** TEXTE DE LA PAGE **
Les divisions du Nigeria ont par le passé déchiré le pays le plus peuplé d’Afrique.

Alors que la constitution exige une représentation régionale aux postes ministériels, la répartition plus large d’autres rôles importants a traditionnellement suivi une convention visant à favoriser la cohésion nationale.

Les préoccupations concernant l’équité des nominations présidentielles ne sont pas nouvelles, mais un concert de critiques se fait entendre sur les choix du président Bola Tinubu, certains accusant le chef de l’État – au pouvoir depuis deux ans – de favoriser les membres de son propre groupe ethnique, les Yorubas.

La présidence nie avec véhémence ces accusations.

On craint depuis longtemps que les membres d’un groupe ethnique n’en viennent à dominer les postes clés, ce qui signifie que les nominations présidentielles sont examinées de près chaque fois qu’elles sont annoncées.

(Extraits d'enregistrements de segmentation)
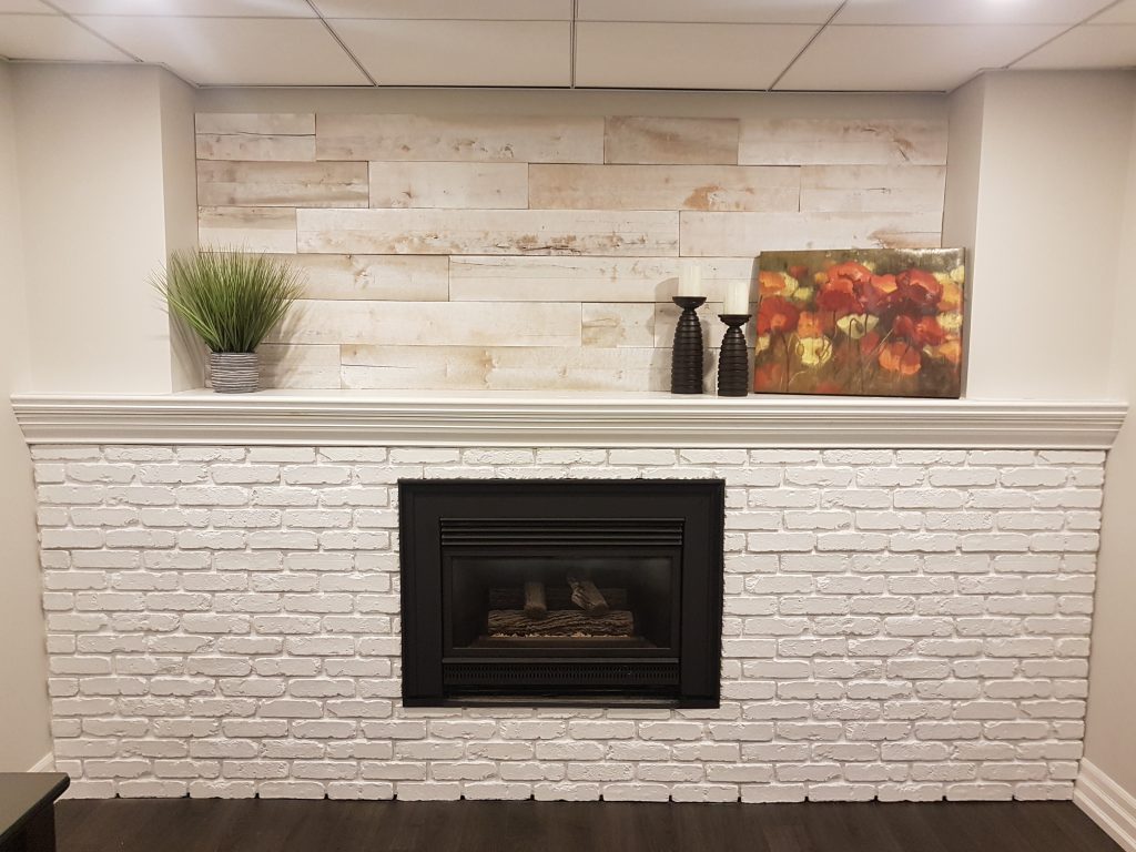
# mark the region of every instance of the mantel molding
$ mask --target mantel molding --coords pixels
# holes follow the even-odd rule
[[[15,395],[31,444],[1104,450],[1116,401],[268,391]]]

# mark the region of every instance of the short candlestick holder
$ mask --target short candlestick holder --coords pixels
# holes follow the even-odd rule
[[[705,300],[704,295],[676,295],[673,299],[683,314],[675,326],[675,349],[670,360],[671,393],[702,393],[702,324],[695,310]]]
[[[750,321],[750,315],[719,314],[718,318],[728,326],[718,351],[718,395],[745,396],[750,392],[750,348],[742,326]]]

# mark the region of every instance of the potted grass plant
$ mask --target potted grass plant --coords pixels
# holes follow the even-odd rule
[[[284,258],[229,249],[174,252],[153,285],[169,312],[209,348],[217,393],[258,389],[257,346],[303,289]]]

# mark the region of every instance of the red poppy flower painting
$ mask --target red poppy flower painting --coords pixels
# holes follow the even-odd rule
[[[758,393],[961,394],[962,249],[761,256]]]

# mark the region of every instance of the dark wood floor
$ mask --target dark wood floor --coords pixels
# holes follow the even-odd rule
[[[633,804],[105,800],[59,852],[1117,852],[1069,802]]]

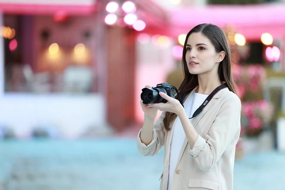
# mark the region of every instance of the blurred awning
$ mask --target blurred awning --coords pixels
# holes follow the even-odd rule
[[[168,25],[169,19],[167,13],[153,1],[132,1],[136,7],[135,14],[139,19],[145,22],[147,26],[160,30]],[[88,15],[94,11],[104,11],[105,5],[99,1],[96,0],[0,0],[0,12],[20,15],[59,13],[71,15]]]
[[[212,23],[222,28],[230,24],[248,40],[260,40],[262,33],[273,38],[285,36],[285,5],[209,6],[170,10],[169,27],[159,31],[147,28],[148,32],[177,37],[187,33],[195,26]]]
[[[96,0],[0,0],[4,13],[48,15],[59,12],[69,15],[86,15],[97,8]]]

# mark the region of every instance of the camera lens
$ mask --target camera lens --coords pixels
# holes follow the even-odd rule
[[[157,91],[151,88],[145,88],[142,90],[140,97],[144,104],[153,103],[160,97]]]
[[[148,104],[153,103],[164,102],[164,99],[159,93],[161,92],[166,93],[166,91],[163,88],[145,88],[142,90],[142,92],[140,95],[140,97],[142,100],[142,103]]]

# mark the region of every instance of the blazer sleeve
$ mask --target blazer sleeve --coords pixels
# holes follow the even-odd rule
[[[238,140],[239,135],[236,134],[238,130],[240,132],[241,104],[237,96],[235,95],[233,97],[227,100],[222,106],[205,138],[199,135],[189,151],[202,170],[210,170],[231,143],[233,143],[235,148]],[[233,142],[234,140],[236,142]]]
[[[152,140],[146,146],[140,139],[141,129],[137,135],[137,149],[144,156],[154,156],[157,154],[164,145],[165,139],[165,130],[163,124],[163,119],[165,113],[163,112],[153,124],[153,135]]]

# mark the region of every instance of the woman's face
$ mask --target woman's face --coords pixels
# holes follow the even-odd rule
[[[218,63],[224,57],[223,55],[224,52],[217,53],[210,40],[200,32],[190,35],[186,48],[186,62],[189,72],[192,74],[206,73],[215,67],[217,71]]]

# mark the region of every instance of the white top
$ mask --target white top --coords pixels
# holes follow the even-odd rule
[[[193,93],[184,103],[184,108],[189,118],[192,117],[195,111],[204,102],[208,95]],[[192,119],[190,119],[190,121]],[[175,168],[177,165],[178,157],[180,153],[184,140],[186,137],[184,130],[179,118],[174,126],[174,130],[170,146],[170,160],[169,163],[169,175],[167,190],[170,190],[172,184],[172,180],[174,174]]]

...

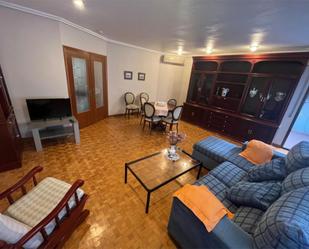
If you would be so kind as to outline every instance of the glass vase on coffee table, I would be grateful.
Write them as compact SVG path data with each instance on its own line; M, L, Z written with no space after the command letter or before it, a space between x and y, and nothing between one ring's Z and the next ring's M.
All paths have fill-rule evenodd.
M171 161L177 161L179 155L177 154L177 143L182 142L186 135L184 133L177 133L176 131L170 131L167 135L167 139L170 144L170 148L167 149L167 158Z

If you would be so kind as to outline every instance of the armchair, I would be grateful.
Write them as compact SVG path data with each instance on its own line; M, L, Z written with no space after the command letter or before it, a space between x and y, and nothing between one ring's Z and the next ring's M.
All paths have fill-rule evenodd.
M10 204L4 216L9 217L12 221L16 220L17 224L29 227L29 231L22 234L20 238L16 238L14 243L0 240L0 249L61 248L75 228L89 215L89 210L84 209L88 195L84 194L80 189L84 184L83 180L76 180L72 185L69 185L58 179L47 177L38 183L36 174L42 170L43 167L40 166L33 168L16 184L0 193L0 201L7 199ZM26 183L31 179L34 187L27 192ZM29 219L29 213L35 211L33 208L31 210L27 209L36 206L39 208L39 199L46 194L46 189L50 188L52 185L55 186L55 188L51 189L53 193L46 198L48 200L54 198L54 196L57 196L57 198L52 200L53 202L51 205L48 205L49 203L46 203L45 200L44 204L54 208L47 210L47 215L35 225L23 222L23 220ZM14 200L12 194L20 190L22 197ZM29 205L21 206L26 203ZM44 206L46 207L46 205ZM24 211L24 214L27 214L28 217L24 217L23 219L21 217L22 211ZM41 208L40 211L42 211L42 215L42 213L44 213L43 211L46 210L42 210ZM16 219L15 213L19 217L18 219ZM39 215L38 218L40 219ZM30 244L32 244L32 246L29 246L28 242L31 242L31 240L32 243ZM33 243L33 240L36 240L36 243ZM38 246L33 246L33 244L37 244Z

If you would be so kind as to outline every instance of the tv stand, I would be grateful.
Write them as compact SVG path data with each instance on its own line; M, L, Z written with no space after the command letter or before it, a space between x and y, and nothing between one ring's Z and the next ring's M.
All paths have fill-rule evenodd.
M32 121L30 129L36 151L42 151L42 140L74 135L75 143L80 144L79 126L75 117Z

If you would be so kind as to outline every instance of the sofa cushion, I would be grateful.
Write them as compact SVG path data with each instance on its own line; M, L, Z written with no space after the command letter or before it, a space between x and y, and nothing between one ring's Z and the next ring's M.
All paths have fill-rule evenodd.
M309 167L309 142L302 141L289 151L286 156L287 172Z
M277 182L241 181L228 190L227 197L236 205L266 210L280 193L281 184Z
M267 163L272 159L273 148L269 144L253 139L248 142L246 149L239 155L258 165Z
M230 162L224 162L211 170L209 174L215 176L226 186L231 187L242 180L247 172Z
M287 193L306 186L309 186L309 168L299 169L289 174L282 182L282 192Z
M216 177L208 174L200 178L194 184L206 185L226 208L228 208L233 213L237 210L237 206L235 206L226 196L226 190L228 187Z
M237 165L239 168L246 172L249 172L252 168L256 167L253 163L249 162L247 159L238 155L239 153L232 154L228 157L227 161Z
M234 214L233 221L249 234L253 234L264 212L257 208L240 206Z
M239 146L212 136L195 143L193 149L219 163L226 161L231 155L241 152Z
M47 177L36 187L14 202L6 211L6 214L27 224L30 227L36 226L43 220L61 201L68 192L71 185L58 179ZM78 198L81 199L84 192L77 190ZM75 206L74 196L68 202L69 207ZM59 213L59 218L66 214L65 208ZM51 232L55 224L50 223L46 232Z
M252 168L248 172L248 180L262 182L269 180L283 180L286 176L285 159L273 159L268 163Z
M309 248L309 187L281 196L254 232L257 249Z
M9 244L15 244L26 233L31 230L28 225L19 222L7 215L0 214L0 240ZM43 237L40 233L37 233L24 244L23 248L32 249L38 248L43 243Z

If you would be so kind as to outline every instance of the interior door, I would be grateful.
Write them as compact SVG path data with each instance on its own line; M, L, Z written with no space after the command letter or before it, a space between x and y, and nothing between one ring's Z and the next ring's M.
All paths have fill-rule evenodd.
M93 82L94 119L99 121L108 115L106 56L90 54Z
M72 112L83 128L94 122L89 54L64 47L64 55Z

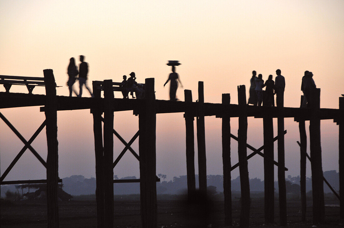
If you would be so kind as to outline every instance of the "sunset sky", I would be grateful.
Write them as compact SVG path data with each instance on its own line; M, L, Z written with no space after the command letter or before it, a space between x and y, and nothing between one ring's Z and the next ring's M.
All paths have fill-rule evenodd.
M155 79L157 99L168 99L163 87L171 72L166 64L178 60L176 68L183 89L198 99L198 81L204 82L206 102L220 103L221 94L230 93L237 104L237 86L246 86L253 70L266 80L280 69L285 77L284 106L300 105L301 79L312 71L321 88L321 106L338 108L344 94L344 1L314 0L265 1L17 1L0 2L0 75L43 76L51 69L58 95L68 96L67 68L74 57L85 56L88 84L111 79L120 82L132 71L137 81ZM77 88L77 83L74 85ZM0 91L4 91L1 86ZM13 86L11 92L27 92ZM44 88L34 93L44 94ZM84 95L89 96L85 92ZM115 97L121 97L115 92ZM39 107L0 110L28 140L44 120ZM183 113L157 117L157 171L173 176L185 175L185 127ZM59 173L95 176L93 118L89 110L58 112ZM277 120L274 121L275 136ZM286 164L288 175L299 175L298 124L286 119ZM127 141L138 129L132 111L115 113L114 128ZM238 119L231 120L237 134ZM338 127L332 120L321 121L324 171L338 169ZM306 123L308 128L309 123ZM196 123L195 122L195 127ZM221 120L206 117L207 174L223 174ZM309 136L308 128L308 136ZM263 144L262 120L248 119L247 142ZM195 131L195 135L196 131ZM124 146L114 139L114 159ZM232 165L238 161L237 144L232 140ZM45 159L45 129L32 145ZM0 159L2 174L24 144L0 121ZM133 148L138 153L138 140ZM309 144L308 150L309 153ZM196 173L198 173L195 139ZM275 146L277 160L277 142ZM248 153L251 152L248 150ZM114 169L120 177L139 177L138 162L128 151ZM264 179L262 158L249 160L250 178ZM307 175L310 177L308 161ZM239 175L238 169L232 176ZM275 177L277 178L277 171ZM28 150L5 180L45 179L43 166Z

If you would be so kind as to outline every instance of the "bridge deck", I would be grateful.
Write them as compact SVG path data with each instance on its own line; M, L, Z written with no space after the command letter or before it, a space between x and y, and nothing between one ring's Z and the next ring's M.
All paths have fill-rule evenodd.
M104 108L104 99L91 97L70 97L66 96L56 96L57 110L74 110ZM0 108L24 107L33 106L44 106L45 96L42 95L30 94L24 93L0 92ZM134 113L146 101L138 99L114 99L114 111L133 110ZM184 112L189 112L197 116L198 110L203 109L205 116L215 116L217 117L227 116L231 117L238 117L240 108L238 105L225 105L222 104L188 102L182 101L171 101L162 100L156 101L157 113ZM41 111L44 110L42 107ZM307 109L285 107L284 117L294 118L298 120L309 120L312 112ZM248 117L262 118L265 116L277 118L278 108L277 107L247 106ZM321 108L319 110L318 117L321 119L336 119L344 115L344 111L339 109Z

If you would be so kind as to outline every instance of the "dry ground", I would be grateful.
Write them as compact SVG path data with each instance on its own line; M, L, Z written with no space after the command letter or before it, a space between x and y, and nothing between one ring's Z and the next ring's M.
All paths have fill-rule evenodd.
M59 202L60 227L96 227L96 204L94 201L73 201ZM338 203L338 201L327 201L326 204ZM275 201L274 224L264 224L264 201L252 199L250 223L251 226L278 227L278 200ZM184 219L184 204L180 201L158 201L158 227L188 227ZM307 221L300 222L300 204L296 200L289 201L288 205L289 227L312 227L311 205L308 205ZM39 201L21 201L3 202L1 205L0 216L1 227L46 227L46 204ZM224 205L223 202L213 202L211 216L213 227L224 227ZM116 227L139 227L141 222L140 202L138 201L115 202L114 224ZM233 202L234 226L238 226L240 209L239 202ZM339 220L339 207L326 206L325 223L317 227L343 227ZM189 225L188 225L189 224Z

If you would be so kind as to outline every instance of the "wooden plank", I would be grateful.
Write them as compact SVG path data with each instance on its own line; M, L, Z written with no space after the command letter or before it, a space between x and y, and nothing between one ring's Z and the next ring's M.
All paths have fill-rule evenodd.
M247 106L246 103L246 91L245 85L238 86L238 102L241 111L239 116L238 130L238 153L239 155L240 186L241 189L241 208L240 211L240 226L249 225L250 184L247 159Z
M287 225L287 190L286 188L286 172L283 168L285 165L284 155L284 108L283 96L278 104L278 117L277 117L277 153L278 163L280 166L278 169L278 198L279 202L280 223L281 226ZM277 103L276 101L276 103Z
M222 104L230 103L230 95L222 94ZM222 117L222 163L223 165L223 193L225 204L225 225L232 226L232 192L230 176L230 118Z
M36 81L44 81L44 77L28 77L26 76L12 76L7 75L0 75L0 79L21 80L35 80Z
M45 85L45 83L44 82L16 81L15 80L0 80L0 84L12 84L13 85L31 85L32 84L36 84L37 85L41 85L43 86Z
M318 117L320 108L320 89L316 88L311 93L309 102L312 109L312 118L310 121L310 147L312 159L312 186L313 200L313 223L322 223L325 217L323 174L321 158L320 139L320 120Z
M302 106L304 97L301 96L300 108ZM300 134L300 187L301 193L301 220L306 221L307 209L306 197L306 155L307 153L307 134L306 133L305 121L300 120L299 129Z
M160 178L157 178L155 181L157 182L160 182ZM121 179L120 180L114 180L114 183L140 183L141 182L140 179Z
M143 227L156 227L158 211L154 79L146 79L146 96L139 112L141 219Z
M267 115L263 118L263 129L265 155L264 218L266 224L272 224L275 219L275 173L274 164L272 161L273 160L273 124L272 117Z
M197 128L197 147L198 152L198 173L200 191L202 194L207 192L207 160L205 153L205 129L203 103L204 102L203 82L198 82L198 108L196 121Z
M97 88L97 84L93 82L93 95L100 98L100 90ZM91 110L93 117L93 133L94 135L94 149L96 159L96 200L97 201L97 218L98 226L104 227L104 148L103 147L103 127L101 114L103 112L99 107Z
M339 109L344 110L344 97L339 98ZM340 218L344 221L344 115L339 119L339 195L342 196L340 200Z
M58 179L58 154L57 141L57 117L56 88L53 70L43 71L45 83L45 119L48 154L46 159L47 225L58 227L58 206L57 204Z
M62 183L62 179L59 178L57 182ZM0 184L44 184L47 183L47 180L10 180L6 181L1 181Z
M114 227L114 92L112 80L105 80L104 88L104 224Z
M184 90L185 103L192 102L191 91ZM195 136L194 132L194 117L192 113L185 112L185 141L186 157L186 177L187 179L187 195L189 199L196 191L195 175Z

==

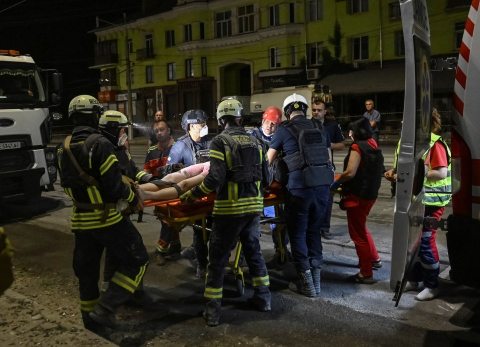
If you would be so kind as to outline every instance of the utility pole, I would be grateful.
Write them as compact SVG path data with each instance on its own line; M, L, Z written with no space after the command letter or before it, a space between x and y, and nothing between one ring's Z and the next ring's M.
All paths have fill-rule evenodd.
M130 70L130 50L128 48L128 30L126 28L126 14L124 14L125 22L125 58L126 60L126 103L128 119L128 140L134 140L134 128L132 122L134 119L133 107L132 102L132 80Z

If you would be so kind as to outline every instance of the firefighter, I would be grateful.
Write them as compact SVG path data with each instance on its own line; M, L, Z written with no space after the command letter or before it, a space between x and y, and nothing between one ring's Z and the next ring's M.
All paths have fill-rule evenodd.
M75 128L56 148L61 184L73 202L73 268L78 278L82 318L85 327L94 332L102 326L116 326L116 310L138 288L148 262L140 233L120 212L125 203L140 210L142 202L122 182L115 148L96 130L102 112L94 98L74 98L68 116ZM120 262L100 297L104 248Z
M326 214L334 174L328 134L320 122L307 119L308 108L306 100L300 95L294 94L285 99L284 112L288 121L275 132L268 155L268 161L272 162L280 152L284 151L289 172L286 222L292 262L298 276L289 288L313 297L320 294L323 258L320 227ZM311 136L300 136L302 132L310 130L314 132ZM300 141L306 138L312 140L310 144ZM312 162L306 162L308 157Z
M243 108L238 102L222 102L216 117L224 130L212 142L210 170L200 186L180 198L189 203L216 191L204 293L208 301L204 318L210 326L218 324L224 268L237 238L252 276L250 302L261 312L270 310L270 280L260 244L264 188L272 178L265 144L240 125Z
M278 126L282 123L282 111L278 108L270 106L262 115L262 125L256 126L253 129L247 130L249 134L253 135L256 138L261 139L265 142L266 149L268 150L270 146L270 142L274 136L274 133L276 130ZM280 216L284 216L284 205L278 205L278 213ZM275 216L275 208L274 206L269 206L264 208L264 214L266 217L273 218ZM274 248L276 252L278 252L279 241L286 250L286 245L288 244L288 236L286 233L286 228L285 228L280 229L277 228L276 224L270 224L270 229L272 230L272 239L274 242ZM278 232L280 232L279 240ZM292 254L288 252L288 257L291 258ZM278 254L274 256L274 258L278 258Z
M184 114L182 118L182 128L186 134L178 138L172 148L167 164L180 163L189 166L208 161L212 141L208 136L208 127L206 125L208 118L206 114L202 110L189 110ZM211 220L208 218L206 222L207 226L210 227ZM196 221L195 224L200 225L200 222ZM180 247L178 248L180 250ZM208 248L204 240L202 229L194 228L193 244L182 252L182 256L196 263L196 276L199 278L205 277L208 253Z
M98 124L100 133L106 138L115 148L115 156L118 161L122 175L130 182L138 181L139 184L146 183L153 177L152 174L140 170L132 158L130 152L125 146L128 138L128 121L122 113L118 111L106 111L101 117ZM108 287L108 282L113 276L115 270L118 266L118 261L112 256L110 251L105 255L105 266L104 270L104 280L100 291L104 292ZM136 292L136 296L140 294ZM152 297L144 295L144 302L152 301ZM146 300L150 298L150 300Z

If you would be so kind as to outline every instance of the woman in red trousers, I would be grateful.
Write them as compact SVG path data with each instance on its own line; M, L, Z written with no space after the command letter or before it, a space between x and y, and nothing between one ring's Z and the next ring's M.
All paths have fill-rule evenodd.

** ÉNONCÉ DE L'EXERCICE 1 **
Reproduisez sans rien changer le passage du texte sur le Nigeria qui va de « Alors que la » à « la cohésion nationale. ».
** ÉNONCÉ DE L'EXERCICE 2 **
Relevez toutes les lignes des enregistrements qui contiennent le mot « blurred » et recopiez-les.

** RÉPONSE 1 **
Alors que la constitution exige une représentation régionale aux postes ministériels, la répartition plus large d’autres rôles importants a traditionnellement suivi une convention visant à favoriser la cohésion nationale.

** RÉPONSE 2 **
# mark the region of every instance of the blurred awning
$ mask --target blurred awning --coords pixels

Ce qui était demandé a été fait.